**Selected extract**
---*---

Scientific classification
- Kingdom: Plantae
- Clade: Tracheophytes
- Clade: Angiosperms
- Clade: Eudicots
- Clade: Asterids
- Order: Asterales
- Family: Campanulaceae
- Genus: Delissea
- Species: D. subcordata
- Binomial name: Delissea subcordata Gaudich.
- Subspecies: D. s. subsp. obtusifolia D. s. subsp. subcordata

= Delissea subcordata =

- Genus: Delissea
- Species: subcordata
- Authority: Gaudich.
- Conservation status: G1

Species of flowering plant

Delissea subcordata is a rare species of flowering plant in the family Campanulaceae known by the common names Koʻolau Range delissea and oha. It is endemic to Hawaii, where it is known only from the island of Oahu. It is now only found in the Waianae Mountains, and it is believed to be extirpated from the Koʻolau Range, where it once occurred. As of 2008 there were 40 individuals remaining, 28 of which were mature plants. This plant was federally listed as an endangered species of the United States in 1996.

This Hawaiian lobelioid is a shrub which grows up to 3 meters tall and bears white or greenish flowers. It grows in moist forest habitat. Other plants in the forests include ohia lehua (Metrosideros polymorpha) and koa (Acacia koa), which dominate the canopy, and Ēlama (Diospyros hillebrandii), papala kepau (Pisonia spp.), and ʻĀlaʻa (Planchonella sandwicensis) in the understory.

Threats to this rare species and its ecosystem include feral goats and pigs.

---*---

**Data**
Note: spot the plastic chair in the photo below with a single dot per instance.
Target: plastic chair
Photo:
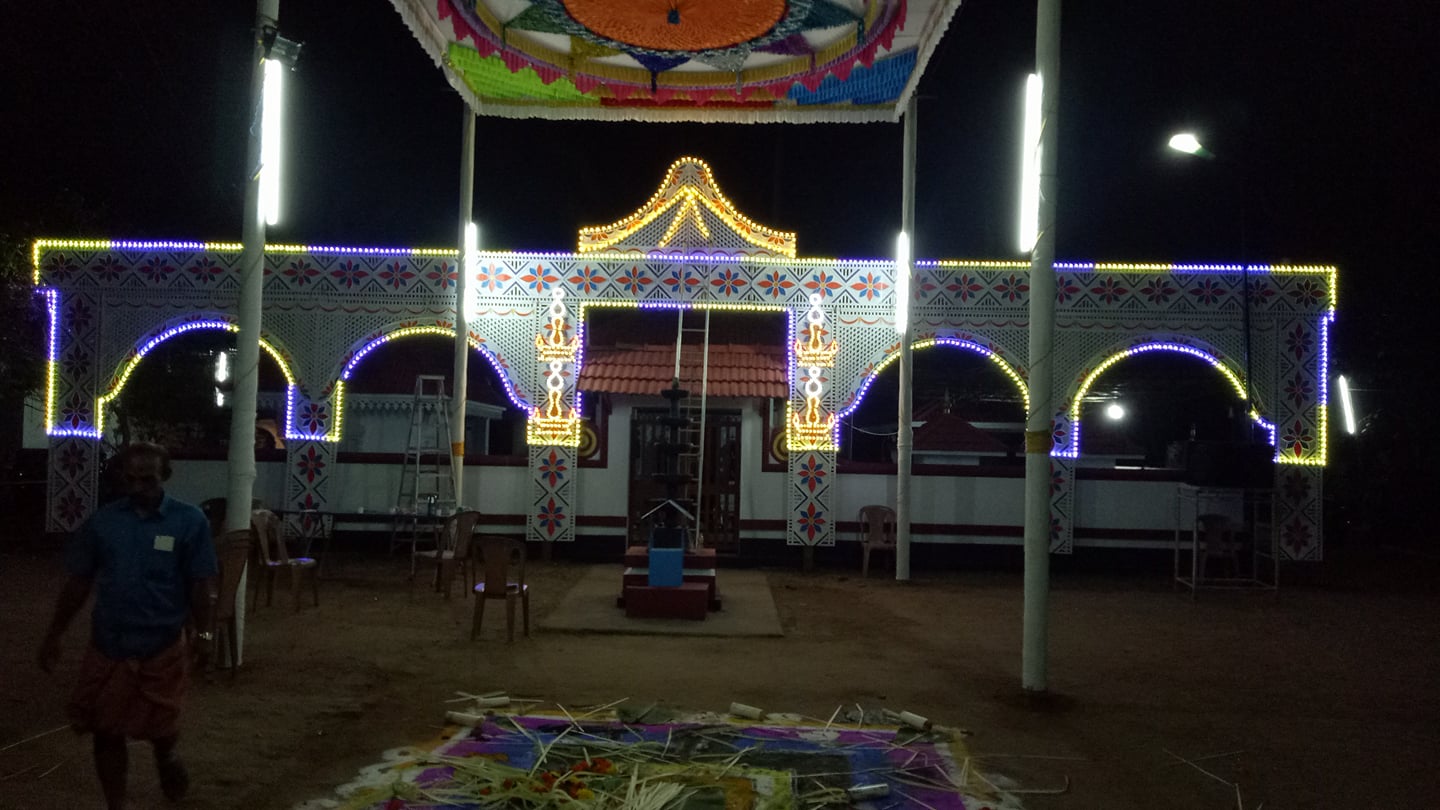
(307, 528)
(234, 552)
(274, 557)
(877, 532)
(504, 578)
(452, 541)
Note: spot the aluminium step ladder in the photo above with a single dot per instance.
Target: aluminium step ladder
(426, 479)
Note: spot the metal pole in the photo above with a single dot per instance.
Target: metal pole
(905, 435)
(241, 457)
(252, 274)
(1038, 423)
(461, 371)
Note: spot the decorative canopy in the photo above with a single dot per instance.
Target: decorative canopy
(743, 61)
(730, 369)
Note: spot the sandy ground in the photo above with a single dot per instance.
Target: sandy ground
(1321, 698)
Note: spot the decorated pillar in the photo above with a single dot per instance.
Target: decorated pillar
(1302, 425)
(553, 430)
(71, 418)
(811, 433)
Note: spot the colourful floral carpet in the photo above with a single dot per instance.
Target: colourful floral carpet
(654, 758)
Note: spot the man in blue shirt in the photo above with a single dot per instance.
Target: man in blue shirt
(151, 564)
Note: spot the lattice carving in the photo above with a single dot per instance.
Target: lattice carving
(326, 304)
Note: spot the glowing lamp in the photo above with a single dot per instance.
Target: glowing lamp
(1345, 404)
(902, 283)
(271, 136)
(1030, 167)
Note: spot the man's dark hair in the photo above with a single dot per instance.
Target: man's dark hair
(141, 448)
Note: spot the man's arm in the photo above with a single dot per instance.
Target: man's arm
(69, 603)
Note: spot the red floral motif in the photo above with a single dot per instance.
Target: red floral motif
(1109, 290)
(396, 274)
(869, 286)
(310, 464)
(824, 284)
(588, 280)
(1298, 536)
(1299, 438)
(553, 469)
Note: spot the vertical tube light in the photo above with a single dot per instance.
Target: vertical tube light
(271, 136)
(1030, 167)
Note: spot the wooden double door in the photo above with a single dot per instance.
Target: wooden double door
(720, 476)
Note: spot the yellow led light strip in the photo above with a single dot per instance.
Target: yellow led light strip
(134, 362)
(42, 245)
(676, 189)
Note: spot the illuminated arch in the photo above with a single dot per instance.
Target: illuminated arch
(363, 348)
(943, 340)
(146, 345)
(1207, 355)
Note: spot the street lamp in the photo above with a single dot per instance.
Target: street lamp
(1187, 143)
(1190, 144)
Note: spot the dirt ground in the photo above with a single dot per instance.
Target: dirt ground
(1321, 698)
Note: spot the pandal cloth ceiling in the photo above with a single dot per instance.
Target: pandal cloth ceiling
(725, 61)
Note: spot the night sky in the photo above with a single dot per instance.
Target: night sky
(127, 120)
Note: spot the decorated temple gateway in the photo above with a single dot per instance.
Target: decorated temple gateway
(775, 349)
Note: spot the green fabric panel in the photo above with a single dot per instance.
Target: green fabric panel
(534, 18)
(827, 15)
(490, 78)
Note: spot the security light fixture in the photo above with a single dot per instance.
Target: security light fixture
(1190, 144)
(902, 283)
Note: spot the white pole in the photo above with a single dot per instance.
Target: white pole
(241, 459)
(905, 435)
(252, 274)
(461, 369)
(1038, 423)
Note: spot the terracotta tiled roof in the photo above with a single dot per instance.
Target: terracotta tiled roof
(948, 433)
(736, 369)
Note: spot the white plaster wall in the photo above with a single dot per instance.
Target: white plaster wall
(195, 482)
(373, 487)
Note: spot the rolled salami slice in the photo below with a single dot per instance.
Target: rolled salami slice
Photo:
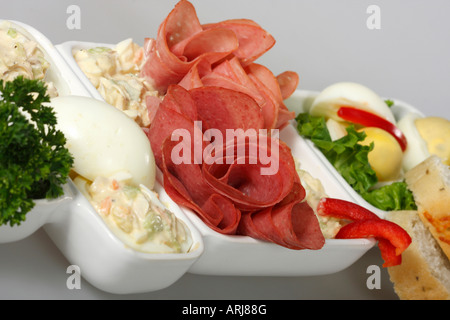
(254, 41)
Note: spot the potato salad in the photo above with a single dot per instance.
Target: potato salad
(136, 216)
(22, 56)
(114, 72)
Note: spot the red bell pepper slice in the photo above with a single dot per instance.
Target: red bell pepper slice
(378, 228)
(392, 239)
(369, 119)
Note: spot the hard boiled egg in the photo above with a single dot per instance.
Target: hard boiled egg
(426, 136)
(349, 94)
(104, 141)
(386, 157)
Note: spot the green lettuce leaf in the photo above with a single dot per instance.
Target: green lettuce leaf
(350, 159)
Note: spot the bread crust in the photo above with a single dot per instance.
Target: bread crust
(430, 184)
(414, 278)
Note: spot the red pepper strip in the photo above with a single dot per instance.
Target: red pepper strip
(369, 119)
(379, 229)
(342, 209)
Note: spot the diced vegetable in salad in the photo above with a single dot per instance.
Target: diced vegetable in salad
(114, 72)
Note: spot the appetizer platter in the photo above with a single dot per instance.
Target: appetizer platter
(153, 189)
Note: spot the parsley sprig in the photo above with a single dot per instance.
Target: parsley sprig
(34, 162)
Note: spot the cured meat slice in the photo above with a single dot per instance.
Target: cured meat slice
(223, 109)
(182, 184)
(169, 122)
(288, 82)
(180, 42)
(254, 41)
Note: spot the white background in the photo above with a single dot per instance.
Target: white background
(324, 41)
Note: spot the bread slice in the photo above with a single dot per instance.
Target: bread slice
(430, 184)
(424, 273)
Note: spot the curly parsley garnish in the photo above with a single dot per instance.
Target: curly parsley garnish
(34, 162)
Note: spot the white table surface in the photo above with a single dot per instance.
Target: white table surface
(325, 41)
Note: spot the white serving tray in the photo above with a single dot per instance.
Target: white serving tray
(81, 234)
(241, 255)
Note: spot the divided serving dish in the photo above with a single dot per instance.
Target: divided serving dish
(85, 240)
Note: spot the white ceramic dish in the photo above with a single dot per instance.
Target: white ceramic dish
(301, 101)
(240, 255)
(82, 235)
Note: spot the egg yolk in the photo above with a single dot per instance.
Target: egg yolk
(436, 132)
(386, 156)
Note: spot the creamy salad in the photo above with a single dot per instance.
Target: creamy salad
(22, 56)
(136, 216)
(314, 192)
(115, 74)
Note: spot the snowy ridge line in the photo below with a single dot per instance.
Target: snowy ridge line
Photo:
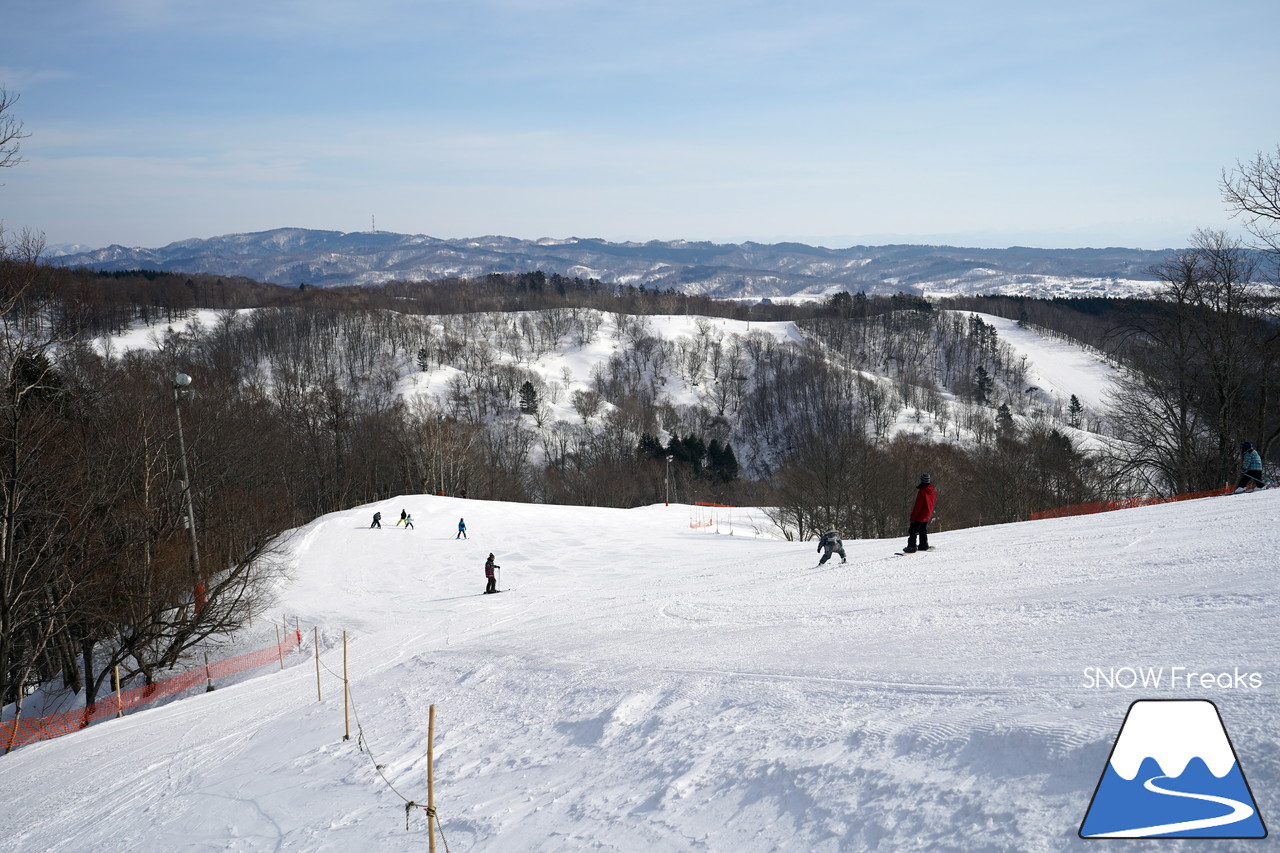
(22, 731)
(1124, 503)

---*---

**What to produce**
From the passage on Delissea subcordata, reproduce the words starting at "- Conservation status: G1" and ending at "States in 1996.".

**Answer for this exercise**
- Conservation status: G1

Species of flowering plant

Delissea subcordata is a rare species of flowering plant in the family Campanulaceae known by the common names Koʻolau Range delissea and oha. It is endemic to Hawaii, where it is known only from the island of Oahu. It is now only found in the Waianae Mountains, and it is believed to be extirpated from the Koʻolau Range, where it once occurred. As of 2008 there were 40 individuals remaining, 28 of which were mature plants. This plant was federally listed as an endangered species of the United States in 1996.